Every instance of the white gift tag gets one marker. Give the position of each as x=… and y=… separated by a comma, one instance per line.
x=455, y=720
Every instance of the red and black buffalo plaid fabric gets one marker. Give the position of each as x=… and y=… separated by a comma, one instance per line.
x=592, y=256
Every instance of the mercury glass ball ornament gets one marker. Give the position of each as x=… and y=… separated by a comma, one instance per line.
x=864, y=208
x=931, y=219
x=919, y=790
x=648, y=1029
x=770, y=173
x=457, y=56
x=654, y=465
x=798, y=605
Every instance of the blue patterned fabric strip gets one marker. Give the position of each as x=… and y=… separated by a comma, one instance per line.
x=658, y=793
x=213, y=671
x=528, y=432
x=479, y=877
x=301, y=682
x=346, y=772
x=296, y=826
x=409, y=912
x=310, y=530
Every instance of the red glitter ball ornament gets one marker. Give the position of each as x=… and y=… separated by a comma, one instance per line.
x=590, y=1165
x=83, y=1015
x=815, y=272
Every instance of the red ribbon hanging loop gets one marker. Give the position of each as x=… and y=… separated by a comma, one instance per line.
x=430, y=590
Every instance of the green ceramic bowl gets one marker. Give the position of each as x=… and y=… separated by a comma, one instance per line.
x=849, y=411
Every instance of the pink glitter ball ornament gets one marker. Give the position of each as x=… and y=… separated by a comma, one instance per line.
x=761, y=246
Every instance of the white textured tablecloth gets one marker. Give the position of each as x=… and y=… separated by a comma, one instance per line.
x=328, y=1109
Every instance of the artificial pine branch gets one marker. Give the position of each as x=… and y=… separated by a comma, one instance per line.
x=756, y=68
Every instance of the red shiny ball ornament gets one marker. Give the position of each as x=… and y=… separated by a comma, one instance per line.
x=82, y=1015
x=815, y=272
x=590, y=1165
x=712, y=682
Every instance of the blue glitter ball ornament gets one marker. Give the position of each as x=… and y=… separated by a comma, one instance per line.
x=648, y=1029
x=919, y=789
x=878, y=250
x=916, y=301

**ACTIVITY**
Without skipping a line, print the listing once more exactly.

**YOUR RESPONSE**
Every instance of the white gift tag gets one marker. Give the position of each as x=… and y=… separated by a comma, one instance per line.
x=455, y=720
Every instance of the red and black buffalo plaid fabric gets one marker. Give the position of each as x=… and y=… separated by a comma, one instance per line.
x=592, y=256
Every instance of the mercury glass ball ornament gets one marker. Give the position of each as x=… and y=… separated by a comma, one instance per line.
x=864, y=208
x=931, y=219
x=919, y=790
x=648, y=1029
x=770, y=173
x=457, y=56
x=654, y=465
x=798, y=605
Every instance of the blue patterned fabric strip gets one marker. Give the position of each as x=… and y=… separated by a comma, one instance per line.
x=658, y=793
x=213, y=671
x=528, y=432
x=479, y=877
x=301, y=682
x=346, y=772
x=296, y=826
x=409, y=912
x=310, y=530
Every instance of the red glitter ball ornament gets one marker. Give the position of each as x=… and y=… separated by a comma, one instance per line.
x=590, y=1165
x=83, y=1015
x=815, y=272
Every instance of the red ribbon hanging loop gets one marker. Give the position of each as x=… and y=… separated by a comma, one instance per line.
x=430, y=590
Every instance of the green ceramic bowl gets one marker. Give the position of each as x=… and y=… separated by a comma, one instance per line.
x=849, y=411
Every instance of the pink glitter ball ornament gets one marker. Give the position of each as x=… and y=… separated by a comma, one instance per line.
x=761, y=246
Every instance of the white textured tablecloth gets one marker. Give the position of each as x=… and y=… separated by a comma, one instance per line.
x=328, y=1109
Every instance of the artificial pine branch gets one marker. Give the position of each as x=… and y=… separated by a comma, one instance per line.
x=756, y=68
Every instance of the red shiny ball ornament gets one marker. Give the position of each as x=… and y=… separated by a comma, one instance per line.
x=82, y=1015
x=815, y=272
x=590, y=1165
x=712, y=682
Every instance of the blue glitter ball ornament gets one marker. Give the position of each as x=… and y=… separated by a comma, one instance per line.
x=648, y=1029
x=919, y=789
x=878, y=250
x=916, y=301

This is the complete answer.